* [What you have to do]:
Rewrite all of the data below as a numbered list, one line per item, and leave out any blank lines.

* [Exercise materials]:
* begin *

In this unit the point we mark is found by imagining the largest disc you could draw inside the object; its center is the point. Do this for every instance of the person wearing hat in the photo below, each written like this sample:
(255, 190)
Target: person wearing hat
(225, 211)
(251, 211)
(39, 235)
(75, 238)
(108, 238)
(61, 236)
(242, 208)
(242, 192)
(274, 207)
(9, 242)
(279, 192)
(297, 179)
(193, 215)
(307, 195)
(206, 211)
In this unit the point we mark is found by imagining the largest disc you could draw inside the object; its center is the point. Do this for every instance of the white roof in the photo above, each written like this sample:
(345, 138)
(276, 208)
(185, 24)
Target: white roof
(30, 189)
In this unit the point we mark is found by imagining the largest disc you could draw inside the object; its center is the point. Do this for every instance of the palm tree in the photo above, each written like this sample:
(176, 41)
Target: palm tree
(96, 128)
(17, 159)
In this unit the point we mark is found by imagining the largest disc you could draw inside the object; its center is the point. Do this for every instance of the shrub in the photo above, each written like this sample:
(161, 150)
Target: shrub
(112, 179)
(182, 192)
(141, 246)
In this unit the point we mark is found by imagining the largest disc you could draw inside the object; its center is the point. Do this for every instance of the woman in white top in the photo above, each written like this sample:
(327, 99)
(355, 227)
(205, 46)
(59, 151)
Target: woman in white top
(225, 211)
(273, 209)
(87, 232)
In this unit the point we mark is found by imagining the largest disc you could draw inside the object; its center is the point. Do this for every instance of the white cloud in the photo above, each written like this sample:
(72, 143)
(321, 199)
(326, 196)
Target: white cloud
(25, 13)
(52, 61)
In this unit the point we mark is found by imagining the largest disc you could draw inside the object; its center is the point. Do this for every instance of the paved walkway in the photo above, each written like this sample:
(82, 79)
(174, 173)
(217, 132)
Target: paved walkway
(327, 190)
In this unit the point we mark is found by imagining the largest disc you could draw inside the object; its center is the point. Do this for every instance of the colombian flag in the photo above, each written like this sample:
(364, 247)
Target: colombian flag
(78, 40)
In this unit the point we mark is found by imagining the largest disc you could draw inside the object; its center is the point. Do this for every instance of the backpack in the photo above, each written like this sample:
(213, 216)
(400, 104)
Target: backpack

* end *

* [Correct response]:
1. In this unit the point we mark is found by imagining the largest disc you could draw inside the object; its center is the point. Do this for every instance of the person wearing hat in the photo below, each written like this sample:
2. (255, 190)
3. Target: person wearing hat
4. (225, 211)
5. (251, 211)
6. (39, 235)
7. (75, 238)
8. (108, 238)
9. (61, 236)
10. (242, 208)
11. (242, 192)
12. (274, 207)
13. (9, 242)
14. (279, 192)
15. (297, 179)
16. (193, 215)
17. (307, 195)
18. (206, 211)
19. In this unit the point we mark is found by imagining the largest disc you could draw inside the object; its center is the point. Do this for every instance of the white roof in the photo above, each written like this sample:
20. (345, 138)
21. (276, 208)
22. (185, 24)
23. Target: white roof
24. (30, 189)
25. In this unit the point we mark is found by imagining the largest disc you could draw inside the object; its center is the point. Do this for every instance of the palm tree in the photo above, each written like this sample:
26. (176, 41)
27. Target: palm tree
28. (96, 128)
29. (17, 159)
30. In this unit the point we mark is found by imagining the largest disc you could draw inside the object; its center is the point. Do this for every instance of the shrub in the photo above, each written like this sample:
31. (161, 150)
32. Target: shrub
33. (112, 179)
34. (182, 192)
35. (141, 246)
36. In this unit the point we mark is found by imagining the largest disc you could draw inside the object; its center is the point. Do this for every instance of the woman in white top in the photo above, each written like this sample:
37. (327, 99)
38. (355, 227)
39. (205, 46)
40. (59, 151)
41. Target: woman in white top
42. (225, 211)
43. (273, 209)
44. (87, 232)
45. In this unit the point we mark is found by imagining the largest disc you could draw inside the object; its center is the point. Do this for every instance of the white cloud in the photo above, each written like this sample:
46. (72, 143)
47. (321, 199)
48. (326, 196)
49. Target: white cloud
50. (25, 13)
51. (52, 61)
52. In this unit the point we mark is found by imagining the largest disc you could draw inside the object; its center is the point. Do this for every instance of the paved walkway in the photo above, each written like this sample:
53. (82, 79)
54. (174, 173)
55. (217, 132)
56. Target: paved walkway
57. (327, 190)
58. In this unit the point we mark is found by imagining the largest disc you could draw inside the object; its center is the point. Do this for every instance of the colombian flag in the photo above, each written like this sample:
59. (364, 247)
60. Target: colombian flag
61. (78, 40)
62. In this unit the point we mark is found by imagining the largest disc you could draw inside the object; its center is the point. Do this for every instance of the backpack in the photo above, each written like this sample:
63. (213, 216)
64. (400, 104)
65. Target: backpack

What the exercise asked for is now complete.